Raw records

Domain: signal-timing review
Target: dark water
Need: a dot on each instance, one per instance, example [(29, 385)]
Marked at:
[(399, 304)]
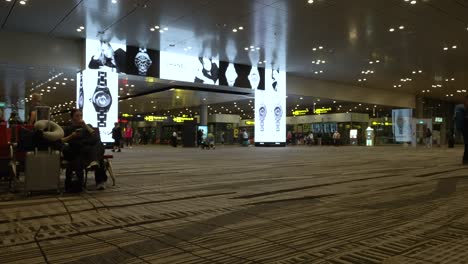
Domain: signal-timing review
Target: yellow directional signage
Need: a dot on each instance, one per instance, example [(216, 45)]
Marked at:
[(301, 112), (155, 118), (181, 119), (321, 111), (382, 123)]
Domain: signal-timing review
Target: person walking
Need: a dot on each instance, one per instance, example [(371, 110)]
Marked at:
[(245, 138), (222, 138), (428, 138), (128, 135), (336, 138), (32, 111), (174, 139), (461, 123), (319, 138), (117, 136)]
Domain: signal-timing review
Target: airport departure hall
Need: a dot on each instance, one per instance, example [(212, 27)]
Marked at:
[(246, 131)]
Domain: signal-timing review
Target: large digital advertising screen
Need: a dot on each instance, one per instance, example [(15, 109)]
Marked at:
[(114, 57), (402, 124), (142, 62), (179, 67), (242, 76), (97, 98), (270, 110), (106, 56)]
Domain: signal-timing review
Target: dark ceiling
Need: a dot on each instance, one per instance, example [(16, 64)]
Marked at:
[(352, 37)]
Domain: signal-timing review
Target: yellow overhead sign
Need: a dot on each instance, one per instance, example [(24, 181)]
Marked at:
[(155, 118), (181, 119), (382, 123), (300, 112), (322, 110)]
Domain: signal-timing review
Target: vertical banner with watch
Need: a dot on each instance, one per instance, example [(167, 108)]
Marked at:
[(402, 124), (97, 94), (270, 110)]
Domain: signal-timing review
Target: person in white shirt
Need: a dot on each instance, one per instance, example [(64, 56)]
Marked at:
[(310, 139), (336, 138), (174, 139)]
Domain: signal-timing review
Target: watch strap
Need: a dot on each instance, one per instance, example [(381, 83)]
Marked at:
[(102, 78), (102, 118)]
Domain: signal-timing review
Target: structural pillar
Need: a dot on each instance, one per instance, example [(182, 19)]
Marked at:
[(203, 115)]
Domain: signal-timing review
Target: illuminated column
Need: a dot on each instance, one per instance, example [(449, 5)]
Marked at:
[(203, 115)]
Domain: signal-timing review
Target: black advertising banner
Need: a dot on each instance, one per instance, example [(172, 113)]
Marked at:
[(242, 76), (142, 62)]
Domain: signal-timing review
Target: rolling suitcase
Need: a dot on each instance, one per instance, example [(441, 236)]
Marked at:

▶ [Short exercise] List each line in the records that contains the string "yellow", treating uppercase and lowercase as different.

▶ [The completed task]
Target: yellow directional signage
Target: yellow overhead sign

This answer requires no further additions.